- [TRECHO DO TEXTO]

Levando esse controle do telephone mais adiante, imaginei tornar-se este capaz de vir a decifrar pensamentos, decodificando, em palavras, as ondas “energéticas” que os processos mentais devem emitir. Hoje, afinal, tudo que é mistério, como o espirito,  o pensamento abstrato, os entes de nossas fantasias, seja lá,  é chamado de “energia”…

Ninguém, nesse caso, teria nem mais a privacidade do seu próprio pensamento, coisa que, alias, ja vem se acabando, com a uniformização da mente e desejos de todos nós, pelo constante bombardeio de propaganda digital, maneiras de pensar, o que aprovar, e o que desejar. Mas, uma vez por todas extinta essa privacidade, ninguém teria absolutamente mais nada a esconder, e a sinceridade não conquistada entre uns e outros seria imposta, e definitiva. Haveria ainda, nos recessos de cada ser, algo sobre o que ser sincero, ou o pensamento de todos, `aquela altura, ja seria exatamente o mesmo, em qualquer cabeça? Terīamos, com isso, a devolução do pedaço mordido da maçã, que nos fez cair do paraíso? A utopia da conexão de todos os seres, ou um mundo sem guerras, competição (desde que todos saberiam os planos do “inimigo”) mas também sem alma?

- [LINHAS FORNECIDAS]
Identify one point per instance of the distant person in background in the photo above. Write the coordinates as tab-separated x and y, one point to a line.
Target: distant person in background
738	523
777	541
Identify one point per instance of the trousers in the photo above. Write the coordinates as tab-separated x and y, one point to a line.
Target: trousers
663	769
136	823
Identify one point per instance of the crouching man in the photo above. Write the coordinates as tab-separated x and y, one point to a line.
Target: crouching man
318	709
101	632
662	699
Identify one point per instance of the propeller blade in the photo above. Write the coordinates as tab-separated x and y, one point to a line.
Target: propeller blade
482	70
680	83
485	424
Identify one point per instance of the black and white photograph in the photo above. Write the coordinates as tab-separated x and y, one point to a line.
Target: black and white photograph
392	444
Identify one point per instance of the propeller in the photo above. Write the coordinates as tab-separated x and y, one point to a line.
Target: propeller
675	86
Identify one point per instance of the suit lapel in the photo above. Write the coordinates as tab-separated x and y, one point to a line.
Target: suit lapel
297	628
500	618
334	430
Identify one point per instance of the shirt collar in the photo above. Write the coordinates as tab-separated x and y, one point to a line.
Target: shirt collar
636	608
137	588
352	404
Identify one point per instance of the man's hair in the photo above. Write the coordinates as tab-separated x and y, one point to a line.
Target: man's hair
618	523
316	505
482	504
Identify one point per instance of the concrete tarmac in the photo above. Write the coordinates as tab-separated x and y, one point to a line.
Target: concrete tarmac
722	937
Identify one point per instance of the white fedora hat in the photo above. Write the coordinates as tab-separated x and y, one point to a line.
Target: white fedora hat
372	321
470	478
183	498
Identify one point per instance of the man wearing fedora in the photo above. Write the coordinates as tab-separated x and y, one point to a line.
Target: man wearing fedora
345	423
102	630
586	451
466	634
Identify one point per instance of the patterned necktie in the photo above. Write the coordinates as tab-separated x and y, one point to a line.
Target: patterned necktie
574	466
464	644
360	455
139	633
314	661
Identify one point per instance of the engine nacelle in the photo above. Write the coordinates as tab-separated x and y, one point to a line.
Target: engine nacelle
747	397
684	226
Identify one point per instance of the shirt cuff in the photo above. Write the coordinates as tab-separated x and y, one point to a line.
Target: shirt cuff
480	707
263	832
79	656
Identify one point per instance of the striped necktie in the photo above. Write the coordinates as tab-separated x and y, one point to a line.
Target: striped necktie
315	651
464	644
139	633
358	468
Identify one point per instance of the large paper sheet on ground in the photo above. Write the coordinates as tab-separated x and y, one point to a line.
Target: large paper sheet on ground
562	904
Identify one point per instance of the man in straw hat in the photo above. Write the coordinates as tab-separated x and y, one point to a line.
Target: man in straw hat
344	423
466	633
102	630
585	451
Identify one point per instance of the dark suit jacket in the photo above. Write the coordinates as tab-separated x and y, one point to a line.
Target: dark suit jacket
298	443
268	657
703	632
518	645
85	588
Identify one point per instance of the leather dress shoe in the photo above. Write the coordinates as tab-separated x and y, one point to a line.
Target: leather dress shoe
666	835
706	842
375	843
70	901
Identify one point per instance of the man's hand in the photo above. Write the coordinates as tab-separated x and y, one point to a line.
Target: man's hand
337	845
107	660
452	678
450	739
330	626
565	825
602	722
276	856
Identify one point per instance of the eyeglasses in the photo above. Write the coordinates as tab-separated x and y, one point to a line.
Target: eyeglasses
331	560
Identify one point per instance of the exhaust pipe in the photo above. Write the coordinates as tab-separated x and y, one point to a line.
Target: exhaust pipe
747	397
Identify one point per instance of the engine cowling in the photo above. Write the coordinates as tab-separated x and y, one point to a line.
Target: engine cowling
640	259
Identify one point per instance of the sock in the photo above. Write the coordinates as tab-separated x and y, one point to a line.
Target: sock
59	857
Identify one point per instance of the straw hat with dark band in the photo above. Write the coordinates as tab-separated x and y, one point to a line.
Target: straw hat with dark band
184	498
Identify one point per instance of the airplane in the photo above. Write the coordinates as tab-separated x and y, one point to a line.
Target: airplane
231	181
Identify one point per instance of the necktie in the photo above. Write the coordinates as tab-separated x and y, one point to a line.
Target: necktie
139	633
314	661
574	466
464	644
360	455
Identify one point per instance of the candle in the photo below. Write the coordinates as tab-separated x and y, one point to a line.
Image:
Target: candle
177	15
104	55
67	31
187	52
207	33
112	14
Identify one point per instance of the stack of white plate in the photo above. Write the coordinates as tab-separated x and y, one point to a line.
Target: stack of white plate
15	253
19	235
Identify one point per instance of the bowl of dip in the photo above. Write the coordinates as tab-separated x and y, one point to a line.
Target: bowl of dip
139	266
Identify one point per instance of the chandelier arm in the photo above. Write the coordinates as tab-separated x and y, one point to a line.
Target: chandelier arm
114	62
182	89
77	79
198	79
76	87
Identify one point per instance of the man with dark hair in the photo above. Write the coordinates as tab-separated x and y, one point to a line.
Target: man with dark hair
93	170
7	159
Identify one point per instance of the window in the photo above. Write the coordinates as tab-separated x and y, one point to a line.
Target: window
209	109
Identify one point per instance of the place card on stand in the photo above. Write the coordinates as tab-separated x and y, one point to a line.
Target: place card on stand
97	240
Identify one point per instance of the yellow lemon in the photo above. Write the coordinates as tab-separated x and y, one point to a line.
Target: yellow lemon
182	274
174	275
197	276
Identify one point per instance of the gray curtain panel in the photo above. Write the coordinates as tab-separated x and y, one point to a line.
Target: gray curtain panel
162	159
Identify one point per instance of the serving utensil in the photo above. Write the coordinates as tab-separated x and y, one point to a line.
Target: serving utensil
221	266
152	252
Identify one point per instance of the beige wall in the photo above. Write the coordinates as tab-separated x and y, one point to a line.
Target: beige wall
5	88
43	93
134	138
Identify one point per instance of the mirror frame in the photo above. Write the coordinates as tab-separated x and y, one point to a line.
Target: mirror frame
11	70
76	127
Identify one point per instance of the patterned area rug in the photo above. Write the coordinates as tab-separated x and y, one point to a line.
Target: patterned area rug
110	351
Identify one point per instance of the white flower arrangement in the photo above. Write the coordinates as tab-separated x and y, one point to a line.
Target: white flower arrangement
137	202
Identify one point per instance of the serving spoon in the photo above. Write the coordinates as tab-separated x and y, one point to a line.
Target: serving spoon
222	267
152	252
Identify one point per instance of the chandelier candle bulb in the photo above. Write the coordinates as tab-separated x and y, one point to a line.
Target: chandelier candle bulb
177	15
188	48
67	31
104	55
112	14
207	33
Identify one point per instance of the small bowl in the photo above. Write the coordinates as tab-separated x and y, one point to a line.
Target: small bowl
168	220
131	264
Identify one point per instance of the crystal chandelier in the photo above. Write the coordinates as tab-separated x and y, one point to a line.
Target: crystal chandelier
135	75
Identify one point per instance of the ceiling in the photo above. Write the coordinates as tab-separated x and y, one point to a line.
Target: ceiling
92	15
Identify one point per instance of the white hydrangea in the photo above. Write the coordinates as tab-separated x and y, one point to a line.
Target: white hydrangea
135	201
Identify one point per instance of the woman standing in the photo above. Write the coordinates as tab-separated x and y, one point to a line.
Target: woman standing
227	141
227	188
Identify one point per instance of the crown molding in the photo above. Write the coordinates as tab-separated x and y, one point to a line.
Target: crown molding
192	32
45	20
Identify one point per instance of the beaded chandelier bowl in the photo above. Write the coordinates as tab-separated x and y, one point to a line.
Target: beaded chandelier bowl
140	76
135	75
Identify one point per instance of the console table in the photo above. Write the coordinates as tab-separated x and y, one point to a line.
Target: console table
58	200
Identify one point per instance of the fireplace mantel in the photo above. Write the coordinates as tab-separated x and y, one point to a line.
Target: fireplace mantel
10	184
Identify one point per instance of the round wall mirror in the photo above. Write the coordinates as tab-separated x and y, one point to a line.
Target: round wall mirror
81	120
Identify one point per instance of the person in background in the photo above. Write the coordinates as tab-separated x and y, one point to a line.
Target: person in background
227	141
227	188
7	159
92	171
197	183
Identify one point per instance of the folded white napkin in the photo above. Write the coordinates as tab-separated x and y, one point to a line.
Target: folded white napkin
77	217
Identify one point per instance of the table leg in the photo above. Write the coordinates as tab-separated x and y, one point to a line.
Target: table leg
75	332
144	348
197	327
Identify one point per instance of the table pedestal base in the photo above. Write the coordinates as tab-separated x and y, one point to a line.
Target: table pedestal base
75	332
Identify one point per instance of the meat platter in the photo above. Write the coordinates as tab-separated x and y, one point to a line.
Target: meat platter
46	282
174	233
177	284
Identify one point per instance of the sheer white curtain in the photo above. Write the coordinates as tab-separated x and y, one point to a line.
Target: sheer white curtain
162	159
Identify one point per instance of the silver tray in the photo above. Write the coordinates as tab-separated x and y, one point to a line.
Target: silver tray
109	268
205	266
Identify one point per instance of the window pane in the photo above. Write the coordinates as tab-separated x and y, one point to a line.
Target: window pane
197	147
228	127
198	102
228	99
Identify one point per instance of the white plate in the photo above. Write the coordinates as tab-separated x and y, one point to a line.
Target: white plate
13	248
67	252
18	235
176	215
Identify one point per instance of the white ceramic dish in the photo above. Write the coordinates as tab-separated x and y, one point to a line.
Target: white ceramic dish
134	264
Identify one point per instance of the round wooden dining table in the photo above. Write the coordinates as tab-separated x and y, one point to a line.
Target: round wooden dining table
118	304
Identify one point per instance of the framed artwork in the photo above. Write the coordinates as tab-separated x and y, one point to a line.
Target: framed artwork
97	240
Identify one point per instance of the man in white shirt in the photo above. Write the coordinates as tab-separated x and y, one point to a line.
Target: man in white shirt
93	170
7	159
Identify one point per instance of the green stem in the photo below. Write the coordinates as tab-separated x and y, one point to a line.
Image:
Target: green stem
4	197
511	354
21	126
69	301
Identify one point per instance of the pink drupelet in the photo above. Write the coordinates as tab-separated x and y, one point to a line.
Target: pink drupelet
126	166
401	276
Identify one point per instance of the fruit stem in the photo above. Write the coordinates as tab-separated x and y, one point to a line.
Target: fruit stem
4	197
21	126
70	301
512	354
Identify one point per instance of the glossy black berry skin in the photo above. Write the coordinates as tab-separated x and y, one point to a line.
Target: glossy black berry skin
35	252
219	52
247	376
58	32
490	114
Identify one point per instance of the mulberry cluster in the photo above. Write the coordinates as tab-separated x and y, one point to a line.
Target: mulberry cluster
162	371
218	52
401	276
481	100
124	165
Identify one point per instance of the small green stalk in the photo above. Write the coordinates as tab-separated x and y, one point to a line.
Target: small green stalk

- [EXERCÍCIOS]
A. Extraia do trecho sobre a privacidade do pensamento, sem alterar nada, a parte que começa em "Ninguém, nesse caso, teria" e termina em "também sem alma?".
B. Segundo o trecho sobre a privacidade do pensamento, de que nome se chama hoje tudo que é mistério?
C. A última pergunta do trecho sobre a privacidade do pensamento imagina um mundo "sem" certas coisas. Liste todas elas.

- [RESPOSTAS POR TAREFA]
A.
Ninguém, nesse caso, teria nem mais a privacidade do seu próprio pensamento, coisa que, alias, ja vem se acabando, com a uniformização da mente e desejos de todos nós, pelo constante bombardeio de propaganda digital, maneiras de pensar, o que aprovar, e o que desejar. Mas, uma vez por todas extinta essa privacidade, ninguém teria absolutamente mais nada a esconder, e a sinceridade não conquistada entre uns e outros seria imposta, e definitiva. Haveria ainda, nos recessos de cada ser, algo sobre o que ser sincero, ou o pensamento de todos, `aquela altura, ja seria exatamente o mesmo, em qualquer cabeça? Terīamos, com isso, a devolução do pedaço mordido da maçã, que nos fez cair do paraíso? A utopia da conexão de todos os seres, ou um mundo sem guerras, competição (desde que todos saberiam os planos do “inimigo”) mas também sem alma?

B. De "energia".

C. Guerras, competição e alma.